▶ **Instructions to follow**: Which lines of the data below include the string "down"? Return each of them.

▶ **The data**:

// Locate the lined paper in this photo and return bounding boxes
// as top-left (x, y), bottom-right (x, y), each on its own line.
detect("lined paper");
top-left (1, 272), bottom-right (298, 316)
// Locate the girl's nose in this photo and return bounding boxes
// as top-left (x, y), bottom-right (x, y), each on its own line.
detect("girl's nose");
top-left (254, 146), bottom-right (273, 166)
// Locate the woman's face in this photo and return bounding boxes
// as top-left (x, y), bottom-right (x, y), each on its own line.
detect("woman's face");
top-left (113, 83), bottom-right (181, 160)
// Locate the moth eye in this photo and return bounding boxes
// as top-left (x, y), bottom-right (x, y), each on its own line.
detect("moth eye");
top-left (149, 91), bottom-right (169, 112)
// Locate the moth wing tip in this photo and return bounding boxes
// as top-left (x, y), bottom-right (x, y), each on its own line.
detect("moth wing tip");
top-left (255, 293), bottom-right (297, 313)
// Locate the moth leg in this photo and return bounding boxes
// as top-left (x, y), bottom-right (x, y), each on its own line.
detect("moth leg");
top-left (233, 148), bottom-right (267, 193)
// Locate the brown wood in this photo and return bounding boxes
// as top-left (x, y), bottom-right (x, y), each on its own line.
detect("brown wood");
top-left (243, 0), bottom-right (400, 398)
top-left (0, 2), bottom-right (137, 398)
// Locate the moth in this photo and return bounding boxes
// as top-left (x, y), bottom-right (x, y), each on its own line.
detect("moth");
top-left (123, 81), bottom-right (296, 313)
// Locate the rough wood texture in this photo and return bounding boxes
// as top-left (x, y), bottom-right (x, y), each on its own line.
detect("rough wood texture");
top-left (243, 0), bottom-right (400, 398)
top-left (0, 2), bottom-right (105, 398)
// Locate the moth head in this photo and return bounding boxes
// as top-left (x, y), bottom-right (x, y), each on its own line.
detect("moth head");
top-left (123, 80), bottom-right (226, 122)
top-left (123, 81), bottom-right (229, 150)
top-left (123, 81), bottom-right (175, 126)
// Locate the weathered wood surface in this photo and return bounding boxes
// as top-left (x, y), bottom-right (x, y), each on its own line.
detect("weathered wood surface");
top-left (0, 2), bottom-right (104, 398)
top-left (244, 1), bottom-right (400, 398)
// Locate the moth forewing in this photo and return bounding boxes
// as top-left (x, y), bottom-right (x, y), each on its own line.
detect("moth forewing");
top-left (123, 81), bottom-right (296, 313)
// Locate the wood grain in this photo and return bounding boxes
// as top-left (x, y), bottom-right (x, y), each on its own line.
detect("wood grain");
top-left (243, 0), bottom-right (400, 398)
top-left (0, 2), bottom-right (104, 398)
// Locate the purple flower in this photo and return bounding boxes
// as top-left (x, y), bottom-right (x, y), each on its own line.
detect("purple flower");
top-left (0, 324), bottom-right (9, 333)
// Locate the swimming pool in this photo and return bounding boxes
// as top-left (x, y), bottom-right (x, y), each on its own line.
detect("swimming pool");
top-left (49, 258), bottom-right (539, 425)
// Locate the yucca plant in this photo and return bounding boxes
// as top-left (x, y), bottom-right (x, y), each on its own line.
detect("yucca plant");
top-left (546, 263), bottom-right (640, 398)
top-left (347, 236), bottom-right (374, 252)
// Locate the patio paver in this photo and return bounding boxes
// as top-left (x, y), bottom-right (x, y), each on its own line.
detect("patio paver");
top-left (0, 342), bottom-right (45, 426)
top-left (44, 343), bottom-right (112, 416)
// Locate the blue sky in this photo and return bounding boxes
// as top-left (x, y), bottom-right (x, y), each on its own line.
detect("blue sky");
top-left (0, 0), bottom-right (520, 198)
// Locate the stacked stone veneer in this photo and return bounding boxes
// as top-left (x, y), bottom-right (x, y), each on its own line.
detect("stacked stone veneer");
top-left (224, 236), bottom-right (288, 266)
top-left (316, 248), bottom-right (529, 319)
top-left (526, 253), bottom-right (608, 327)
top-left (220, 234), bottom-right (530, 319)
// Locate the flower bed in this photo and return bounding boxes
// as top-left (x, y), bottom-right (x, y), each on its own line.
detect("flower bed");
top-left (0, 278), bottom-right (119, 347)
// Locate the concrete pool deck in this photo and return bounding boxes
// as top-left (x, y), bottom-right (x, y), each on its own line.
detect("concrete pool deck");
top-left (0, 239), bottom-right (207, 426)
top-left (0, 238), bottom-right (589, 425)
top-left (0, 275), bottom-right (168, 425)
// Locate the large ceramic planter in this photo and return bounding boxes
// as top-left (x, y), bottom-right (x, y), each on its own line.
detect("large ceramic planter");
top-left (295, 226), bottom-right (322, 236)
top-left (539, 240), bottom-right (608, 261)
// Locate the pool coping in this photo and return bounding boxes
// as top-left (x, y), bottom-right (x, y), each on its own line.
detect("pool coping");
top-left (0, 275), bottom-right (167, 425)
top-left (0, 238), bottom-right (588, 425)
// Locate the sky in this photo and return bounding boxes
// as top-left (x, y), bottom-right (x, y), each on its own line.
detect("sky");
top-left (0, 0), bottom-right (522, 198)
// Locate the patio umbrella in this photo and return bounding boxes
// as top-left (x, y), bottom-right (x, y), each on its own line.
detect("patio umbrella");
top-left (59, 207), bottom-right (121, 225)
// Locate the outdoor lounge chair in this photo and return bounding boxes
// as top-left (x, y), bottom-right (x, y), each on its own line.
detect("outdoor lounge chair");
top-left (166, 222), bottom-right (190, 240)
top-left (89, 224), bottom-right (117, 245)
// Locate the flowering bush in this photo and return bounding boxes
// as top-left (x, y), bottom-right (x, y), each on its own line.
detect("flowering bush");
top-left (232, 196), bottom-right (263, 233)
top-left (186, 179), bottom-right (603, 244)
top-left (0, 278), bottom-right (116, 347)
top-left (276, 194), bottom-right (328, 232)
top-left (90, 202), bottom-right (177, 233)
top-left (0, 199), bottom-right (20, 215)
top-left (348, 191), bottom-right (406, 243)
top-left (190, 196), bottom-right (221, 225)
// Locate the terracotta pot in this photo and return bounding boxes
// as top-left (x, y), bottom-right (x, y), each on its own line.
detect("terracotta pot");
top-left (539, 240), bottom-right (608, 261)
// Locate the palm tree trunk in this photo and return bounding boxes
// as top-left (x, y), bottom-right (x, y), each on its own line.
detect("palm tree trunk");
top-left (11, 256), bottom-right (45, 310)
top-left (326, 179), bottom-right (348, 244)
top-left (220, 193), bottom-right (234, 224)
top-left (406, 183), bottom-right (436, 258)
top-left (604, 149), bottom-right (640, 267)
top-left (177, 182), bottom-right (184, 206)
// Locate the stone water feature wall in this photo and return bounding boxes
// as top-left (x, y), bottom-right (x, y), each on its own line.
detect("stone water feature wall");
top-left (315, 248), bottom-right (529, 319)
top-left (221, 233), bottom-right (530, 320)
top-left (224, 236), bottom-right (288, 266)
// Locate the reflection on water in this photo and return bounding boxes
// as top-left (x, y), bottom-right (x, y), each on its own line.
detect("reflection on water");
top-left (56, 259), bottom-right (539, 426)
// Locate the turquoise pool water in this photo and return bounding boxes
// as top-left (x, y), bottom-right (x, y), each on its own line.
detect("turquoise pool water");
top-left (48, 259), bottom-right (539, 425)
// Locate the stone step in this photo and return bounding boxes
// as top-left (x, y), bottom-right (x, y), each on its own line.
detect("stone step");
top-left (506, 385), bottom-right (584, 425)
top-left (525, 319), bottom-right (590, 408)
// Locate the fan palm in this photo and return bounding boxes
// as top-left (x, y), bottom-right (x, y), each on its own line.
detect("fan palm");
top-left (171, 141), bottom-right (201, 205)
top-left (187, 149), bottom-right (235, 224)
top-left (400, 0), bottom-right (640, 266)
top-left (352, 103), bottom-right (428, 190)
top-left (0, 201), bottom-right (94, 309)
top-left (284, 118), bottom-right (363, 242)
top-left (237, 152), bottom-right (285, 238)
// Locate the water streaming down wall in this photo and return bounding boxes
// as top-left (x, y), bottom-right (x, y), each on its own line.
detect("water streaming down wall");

▶ **Finished exercise**:
// Locate the water streaming down wall in this photo and return bounding boxes
detect("water streaming down wall");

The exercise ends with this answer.